Component Inbound Outbound
AgentMesh Server 8080 (API), 9090 (metrics) from VPC Redis 6379, Cloud SQL 5432, KMS/Secret Manager APIs
AgentMesh Sidecar 8081 from localhost only AgentMesh Server 8080
Redis 6379 from GKE subnet
Cloud SQL 5432 from GKE subnet

Kubernetes Network Policies

apiVersion: networking.k8s.io/v1
kind: NetworkPolicy
metadata:
  name: agentmesh-server
  namespace: agentmesh
spec:
  podSelector:
    matchLabels:
      app: agentmesh-server
  policyTypes:
    - Ingress
    - Egress
  ingress:
    - from:
        - namespaceSelector:
            matchLabels:
              agentmesh-access: "true"
      ports:
        - port: 8080
        - port: 9090
  egress:
    - to:
        - namespaceSelector: {}
      ports:
        - port: 6379
        - port: 5432
        - port: 443

Common Patterns

Identity Integration

Use Workload Identity so AgentMesh pods authenticate to GCP services without static credentials:

AgentMesh DID → K8s ServiceAccount → GCP Service Account (via Workload Identity)

> _TO-DO LIST_
**1)** According to the AgentMesh excerpt, on which port does the AgentMesh Sidecar accept inbound traffic, and from where?
**2)** Using the AgentMesh excerpt, explain why AgentMesh pods should use Workload Identity.
**3)** For each statement, say yes or no depending on whether it agrees with the AgentMesh excerpt, and quote the deciding words: (a) Redis accepts inbound traffic on port 6379 from the GKE subnet. (b) The network policy allows ingress on port 8081. (c) The network policy covers only inbound traffic.

> _DATA ROWS_

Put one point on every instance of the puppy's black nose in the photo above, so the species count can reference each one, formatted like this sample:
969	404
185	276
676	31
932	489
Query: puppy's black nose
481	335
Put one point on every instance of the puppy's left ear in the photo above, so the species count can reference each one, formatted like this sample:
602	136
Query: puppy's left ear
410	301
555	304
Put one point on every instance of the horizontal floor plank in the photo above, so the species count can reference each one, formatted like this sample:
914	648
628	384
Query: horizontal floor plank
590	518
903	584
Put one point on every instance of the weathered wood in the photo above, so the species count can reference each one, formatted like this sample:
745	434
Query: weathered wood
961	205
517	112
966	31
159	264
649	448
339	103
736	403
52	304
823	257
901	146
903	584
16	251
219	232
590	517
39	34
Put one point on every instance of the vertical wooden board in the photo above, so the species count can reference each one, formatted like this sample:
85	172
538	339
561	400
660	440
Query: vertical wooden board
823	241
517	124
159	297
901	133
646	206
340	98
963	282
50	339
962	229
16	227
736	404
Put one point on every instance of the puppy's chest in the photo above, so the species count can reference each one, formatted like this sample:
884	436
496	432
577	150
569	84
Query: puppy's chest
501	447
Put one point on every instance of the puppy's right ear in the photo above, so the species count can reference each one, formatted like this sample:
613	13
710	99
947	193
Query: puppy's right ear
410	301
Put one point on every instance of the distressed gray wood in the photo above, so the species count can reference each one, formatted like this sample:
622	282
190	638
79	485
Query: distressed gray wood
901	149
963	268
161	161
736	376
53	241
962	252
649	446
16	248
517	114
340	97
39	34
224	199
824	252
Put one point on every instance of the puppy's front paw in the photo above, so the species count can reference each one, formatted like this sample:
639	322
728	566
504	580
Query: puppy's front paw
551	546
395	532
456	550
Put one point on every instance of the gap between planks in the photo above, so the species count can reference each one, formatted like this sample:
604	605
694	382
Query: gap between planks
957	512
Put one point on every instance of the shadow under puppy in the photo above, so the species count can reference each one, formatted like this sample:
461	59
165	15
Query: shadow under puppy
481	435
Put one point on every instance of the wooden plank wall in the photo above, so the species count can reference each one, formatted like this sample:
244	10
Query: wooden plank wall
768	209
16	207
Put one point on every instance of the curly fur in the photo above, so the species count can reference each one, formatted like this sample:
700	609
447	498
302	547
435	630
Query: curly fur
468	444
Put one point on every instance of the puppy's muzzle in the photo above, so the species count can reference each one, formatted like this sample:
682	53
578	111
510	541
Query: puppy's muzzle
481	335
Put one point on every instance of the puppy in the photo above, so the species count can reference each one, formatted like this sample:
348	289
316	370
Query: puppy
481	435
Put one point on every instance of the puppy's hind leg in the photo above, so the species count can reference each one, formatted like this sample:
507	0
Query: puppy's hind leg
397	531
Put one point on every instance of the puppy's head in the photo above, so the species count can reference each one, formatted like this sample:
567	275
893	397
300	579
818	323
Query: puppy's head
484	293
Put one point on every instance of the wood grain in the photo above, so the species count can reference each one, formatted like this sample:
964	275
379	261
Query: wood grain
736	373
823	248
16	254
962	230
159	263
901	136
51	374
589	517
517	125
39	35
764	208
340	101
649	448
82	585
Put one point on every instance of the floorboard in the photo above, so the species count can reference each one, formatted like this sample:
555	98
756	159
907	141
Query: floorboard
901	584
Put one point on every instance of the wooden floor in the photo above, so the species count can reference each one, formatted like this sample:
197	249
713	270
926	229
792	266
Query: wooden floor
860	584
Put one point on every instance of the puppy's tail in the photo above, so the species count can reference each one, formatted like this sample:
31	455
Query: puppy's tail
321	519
...
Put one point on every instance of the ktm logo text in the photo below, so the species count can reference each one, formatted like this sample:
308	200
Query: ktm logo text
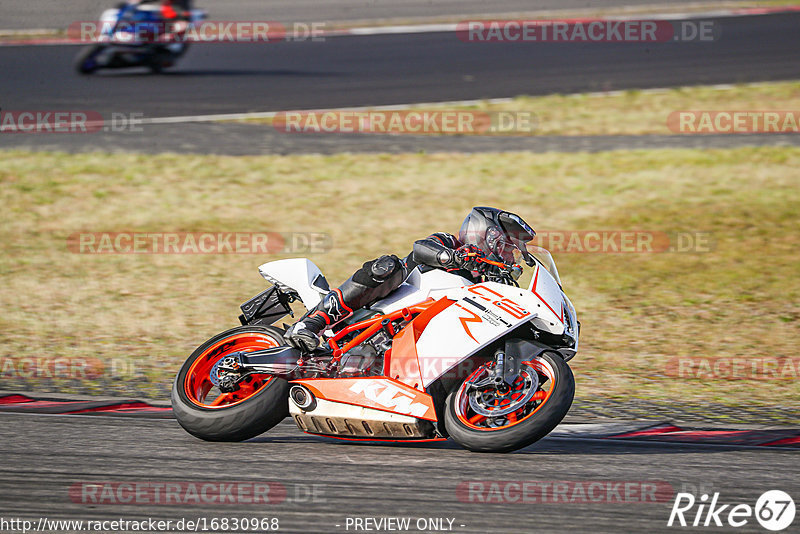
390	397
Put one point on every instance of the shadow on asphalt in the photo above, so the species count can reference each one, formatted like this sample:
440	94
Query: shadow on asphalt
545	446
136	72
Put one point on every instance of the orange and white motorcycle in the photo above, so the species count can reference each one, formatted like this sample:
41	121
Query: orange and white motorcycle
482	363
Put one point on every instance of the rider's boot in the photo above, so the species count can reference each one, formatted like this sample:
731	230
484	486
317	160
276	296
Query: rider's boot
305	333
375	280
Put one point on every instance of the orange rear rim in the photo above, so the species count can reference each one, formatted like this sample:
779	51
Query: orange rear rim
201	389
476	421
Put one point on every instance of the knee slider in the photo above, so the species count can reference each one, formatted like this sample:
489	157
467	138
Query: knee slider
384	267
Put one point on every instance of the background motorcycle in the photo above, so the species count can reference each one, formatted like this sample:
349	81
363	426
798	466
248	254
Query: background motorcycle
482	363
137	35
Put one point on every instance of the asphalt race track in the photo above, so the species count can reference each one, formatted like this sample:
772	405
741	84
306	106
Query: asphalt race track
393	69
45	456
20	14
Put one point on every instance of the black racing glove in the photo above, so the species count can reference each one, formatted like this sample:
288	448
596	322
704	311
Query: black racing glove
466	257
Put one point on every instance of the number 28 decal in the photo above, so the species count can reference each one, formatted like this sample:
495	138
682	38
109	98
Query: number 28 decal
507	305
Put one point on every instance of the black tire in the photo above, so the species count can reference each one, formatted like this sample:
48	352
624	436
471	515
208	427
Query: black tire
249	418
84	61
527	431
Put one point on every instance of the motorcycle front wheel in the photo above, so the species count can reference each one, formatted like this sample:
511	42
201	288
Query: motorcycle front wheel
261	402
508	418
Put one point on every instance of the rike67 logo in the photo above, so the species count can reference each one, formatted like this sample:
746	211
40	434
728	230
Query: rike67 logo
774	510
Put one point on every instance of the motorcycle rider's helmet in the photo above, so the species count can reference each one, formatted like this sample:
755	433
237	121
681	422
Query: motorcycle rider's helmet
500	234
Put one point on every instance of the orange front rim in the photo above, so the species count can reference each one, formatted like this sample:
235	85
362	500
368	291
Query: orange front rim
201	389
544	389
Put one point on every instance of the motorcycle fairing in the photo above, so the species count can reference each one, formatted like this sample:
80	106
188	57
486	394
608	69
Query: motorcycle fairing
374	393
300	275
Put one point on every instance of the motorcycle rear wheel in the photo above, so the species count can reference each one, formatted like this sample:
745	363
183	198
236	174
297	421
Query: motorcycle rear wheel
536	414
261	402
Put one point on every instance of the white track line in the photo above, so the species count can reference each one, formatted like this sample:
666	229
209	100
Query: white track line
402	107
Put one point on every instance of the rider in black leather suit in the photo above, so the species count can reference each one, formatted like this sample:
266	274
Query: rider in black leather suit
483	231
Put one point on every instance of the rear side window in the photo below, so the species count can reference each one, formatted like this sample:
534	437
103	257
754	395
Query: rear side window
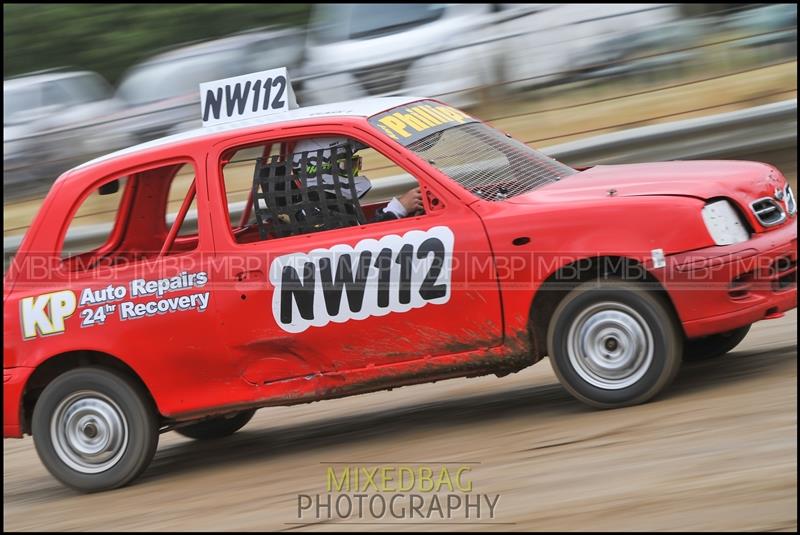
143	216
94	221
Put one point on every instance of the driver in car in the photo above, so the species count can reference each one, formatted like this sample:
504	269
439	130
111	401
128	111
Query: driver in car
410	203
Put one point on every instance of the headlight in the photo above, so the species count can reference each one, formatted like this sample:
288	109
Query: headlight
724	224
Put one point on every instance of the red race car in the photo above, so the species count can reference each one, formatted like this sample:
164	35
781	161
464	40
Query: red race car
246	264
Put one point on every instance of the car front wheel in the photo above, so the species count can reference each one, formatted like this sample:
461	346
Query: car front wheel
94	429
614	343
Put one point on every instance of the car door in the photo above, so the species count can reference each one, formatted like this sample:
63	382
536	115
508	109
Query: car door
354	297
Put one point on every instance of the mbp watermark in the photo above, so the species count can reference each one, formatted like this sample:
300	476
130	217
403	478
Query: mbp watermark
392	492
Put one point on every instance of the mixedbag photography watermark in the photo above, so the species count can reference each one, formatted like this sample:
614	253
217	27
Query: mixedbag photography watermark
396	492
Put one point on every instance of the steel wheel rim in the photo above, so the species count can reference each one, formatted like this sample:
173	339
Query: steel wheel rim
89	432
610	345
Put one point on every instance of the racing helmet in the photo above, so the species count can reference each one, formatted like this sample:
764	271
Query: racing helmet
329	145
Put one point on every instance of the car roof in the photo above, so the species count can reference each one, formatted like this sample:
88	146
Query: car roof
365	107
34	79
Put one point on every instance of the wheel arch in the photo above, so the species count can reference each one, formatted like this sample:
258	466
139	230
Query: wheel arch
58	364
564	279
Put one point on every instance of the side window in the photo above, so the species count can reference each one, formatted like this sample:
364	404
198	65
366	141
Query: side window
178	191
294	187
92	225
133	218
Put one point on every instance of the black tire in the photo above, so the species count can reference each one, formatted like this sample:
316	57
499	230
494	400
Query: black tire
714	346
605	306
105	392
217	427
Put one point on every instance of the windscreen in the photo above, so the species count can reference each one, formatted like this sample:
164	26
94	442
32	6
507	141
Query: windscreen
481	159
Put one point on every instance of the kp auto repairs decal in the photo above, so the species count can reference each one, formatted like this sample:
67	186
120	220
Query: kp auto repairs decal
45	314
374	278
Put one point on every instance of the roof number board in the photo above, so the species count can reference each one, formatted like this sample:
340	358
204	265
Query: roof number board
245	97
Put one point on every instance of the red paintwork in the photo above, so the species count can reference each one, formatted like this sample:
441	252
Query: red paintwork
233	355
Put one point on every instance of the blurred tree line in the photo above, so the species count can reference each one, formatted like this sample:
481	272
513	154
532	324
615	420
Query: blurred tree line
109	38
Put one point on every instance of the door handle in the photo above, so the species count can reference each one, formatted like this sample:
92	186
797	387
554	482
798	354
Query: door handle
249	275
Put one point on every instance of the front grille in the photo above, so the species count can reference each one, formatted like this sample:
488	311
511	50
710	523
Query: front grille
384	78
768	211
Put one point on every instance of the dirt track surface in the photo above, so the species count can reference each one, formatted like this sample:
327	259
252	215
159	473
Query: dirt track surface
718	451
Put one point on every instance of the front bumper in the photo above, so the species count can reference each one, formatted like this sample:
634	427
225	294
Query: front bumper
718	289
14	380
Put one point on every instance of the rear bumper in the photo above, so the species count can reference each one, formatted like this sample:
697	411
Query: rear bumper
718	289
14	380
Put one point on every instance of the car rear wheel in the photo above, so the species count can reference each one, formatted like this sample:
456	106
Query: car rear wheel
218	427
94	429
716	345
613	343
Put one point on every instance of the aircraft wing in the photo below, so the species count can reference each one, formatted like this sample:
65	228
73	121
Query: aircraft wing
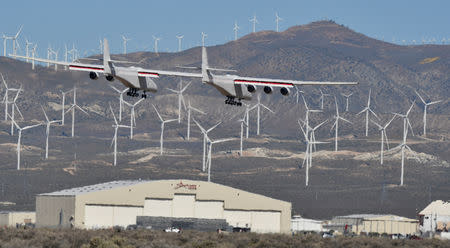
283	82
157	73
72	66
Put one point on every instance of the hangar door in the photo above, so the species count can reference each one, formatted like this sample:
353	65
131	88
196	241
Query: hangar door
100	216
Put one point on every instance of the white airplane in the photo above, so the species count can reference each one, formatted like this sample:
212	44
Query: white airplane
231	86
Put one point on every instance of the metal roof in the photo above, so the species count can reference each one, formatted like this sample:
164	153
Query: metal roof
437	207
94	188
* * *
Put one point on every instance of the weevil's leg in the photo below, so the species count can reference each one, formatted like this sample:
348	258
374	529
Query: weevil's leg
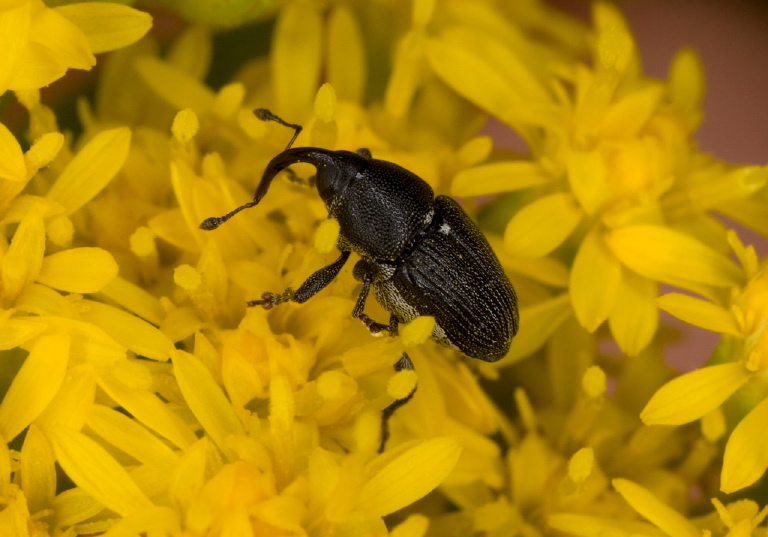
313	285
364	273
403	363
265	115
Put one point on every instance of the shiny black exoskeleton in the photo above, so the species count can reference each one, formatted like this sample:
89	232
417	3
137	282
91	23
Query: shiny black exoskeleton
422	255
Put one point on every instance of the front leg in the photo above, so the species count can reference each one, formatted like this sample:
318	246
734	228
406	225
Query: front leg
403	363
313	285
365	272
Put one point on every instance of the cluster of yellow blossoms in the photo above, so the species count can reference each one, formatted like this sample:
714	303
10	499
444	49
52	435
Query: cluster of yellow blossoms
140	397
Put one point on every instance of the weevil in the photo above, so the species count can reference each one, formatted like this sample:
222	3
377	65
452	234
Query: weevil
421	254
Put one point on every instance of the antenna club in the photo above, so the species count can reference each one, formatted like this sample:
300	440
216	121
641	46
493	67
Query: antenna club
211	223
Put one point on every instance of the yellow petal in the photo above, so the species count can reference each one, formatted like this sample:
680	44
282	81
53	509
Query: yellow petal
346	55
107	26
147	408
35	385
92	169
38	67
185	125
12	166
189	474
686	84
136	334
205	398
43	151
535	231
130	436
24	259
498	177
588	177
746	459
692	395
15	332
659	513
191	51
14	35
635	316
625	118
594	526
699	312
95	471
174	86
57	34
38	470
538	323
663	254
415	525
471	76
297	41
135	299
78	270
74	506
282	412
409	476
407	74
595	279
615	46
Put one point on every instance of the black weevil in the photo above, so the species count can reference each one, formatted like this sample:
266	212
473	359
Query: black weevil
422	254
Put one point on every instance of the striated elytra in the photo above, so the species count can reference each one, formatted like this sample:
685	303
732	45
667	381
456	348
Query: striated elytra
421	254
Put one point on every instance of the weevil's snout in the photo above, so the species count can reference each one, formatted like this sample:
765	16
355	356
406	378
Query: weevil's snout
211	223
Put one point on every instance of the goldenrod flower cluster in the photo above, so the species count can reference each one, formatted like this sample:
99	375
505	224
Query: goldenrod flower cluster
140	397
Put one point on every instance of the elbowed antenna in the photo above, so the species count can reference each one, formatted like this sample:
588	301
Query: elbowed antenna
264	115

> _THE REPLIES_
**1)** Port 8081, from localhost only.

**2)** Workload Identity lets AgentMesh pods authenticate to GCP services without static credentials. The identity passes from the AgentMesh DID to a K8s ServiceAccount and then to a GCP Service Account.

**3)**
(a) Yes: "Redis 6379 from GKE subnet"
(b) No: the ingress ports listed are "- port: 8080" and "- port: 9090"
(c) No: the policy types include "- Egress"